=== Seçilen metin ===
__________

Bunlar zorlu maçlar ve günümüz futbolunda üçlü savunma ile daha iyi savunma yapılabildiği ortada. Gençlerbirliği gibi zayıf takımlara karşı içeride 4'lü oynayıp daha kalabalık hücum etmek daha mantıklı ama zorlu maçlarda üçlü oynamak savunmada avantaj. Neden mi 4'lü ile daha iyi hücum ediliyor? Çünkü 1 kaleci artı 2 stoperi çıkarınca 8 kişi hücum edebiliyorsunuz. 3'lü sistemlerde ise 3 stoper artı 1 kaleciyi çıkarınca 7 kişi hücum edebiliyorsunuz. Bekler günümüz futbolunda fazlasıyla çift yönlü pozisyonlar ancak stoperler ne olursa olsun hücumda -1. İstediği kadar iyi oyun kursun, en hücumcu stoper işte topu 20-30 metre sürebiliyor veya topu orta sahaya, hücuma çabuk-isabetli aktarabiliyor. Bir stoperin hücuma katkısı en fazla bu kadar o yüzden evinizde zayıf takımlara karşı -3 stoper ile hücumda azalmanın pek manası yok. Yine de bu maç özelinde Linnes'le 4'lü oynamaktan iyidir çünkü Linnes'in hücum katkısı da bir stoper kadar çoğu zaman. Bu 4 maçlık seri öncesi 3'lü savunmaya adaptasyon sağlanabilirdi...

__________

[Toplanan veriler]
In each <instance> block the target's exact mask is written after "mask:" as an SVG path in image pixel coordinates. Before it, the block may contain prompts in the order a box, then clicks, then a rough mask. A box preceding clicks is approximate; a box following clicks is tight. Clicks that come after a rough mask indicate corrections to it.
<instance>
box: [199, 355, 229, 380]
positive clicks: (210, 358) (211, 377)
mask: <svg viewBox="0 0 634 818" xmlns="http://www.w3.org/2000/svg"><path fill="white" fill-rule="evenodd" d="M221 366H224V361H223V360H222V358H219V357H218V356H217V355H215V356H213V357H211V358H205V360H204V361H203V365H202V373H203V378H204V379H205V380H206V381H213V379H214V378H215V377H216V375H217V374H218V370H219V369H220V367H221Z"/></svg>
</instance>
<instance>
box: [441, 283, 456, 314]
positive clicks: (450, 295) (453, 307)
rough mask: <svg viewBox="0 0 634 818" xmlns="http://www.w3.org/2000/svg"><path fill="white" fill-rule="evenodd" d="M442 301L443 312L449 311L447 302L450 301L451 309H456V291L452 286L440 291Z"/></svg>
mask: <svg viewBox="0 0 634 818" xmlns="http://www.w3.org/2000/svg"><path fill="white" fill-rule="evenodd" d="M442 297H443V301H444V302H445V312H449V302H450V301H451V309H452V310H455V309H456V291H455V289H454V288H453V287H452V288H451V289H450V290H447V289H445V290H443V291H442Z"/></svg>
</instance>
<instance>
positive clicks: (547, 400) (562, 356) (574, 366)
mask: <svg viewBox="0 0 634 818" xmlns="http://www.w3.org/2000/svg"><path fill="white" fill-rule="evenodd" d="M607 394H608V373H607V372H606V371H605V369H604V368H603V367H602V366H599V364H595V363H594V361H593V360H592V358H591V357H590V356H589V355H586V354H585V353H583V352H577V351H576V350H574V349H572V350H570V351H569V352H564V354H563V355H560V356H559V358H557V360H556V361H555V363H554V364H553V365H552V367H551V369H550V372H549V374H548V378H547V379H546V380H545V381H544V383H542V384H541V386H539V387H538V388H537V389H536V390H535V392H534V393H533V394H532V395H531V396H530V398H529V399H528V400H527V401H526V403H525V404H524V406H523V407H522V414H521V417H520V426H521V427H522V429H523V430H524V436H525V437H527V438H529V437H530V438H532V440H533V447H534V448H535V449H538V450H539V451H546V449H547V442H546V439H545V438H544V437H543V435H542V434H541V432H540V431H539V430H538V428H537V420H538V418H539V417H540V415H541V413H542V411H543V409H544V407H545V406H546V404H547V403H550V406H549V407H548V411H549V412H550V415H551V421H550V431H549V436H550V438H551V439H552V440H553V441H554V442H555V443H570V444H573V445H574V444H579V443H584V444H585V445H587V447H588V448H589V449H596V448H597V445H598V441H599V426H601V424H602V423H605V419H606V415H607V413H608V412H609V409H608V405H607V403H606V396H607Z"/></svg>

__________

=== Yönergeler ===
**A.** Kayıtların başından "positive clicks: (210, 358) (211, 377)" içeren satıra kadar uzanan kısmı, iki uç da dahil olmak üzere, "rough mask" yerine "coarse mask" yazarak güncelle. Geri kalan her şey aynı kalsın.
**B.** Futbolda üçlü savunma üzerine yazılmış metni kaldığı yerden sürdür.
Kayıtların metinle hiçbir ilgisi yoktur.

=== Alıştırma yanıtları ===
**A.**
In each <instance> block the target's exact mask is written after "mask:" as an SVG path in image pixel coordinates. Before it, the block may contain prompts in the order a box, then clicks, then a coarse mask. A box preceding clicks is approximate; a box following clicks is tight. Clicks that come after a coarse mask indicate corrections to it.
<instance>
box: [199, 355, 229, 380]
positive clicks: (210, 358) (211, 377)

**B.**
Zira hem eldeki bekler buna daha uygun hem de rakipler (Gençlerbirliği hariç) bu tip bir sisteme daha uygun dişli takımlardı. Fenerbahçe maçında ilk kez 3'lüye dönüldü. Maçın 3'lü oynanan dilimi Galatasaray için daha iyi geçiyordu. Solda Garry yerine Tolga vardı. Tolga'nın tamamen sola konduğu (Antalyaspor deplasmanı dahil) maçlarda rakip yarı alandaki (merkezdeki) pres gücü azaldı. Bunlar Trabzonspor, Fenerbahçe ve Antalyaspor maçları. Ne tesadüf ki Galatasaray'ın 11 hafta içinde oyunu ve puanı kaybettiği üç maç da bunlar. Halbuki bu maçlarda solda Garry, göbekte Tolga ile başlansa hem öndeki merkez pres ilk 6 hafta gibi daha etkili olurdu, hem de Tolga'nın göbekte oynadığı maçlarda attığı 6 gol gibi goller veya gol pozisyonları olurdu. Tolga tamamen solda oynayınca 2. forvet gibi göbekten içeri girmeleri de daha zor olmaya başladı çünkü. Tüm bu sebeplerden ötürü Garry'nin solda oynadığı bir 3-4-x-x sistemi geç kalınmış bir sistem. Bu sistemde Galatasaray'ın tek zaafı solak bir stoperinin olmaması. Serdar ve Denayer teknik olarak kötü oyuncular değiller ama tek ayaklılar.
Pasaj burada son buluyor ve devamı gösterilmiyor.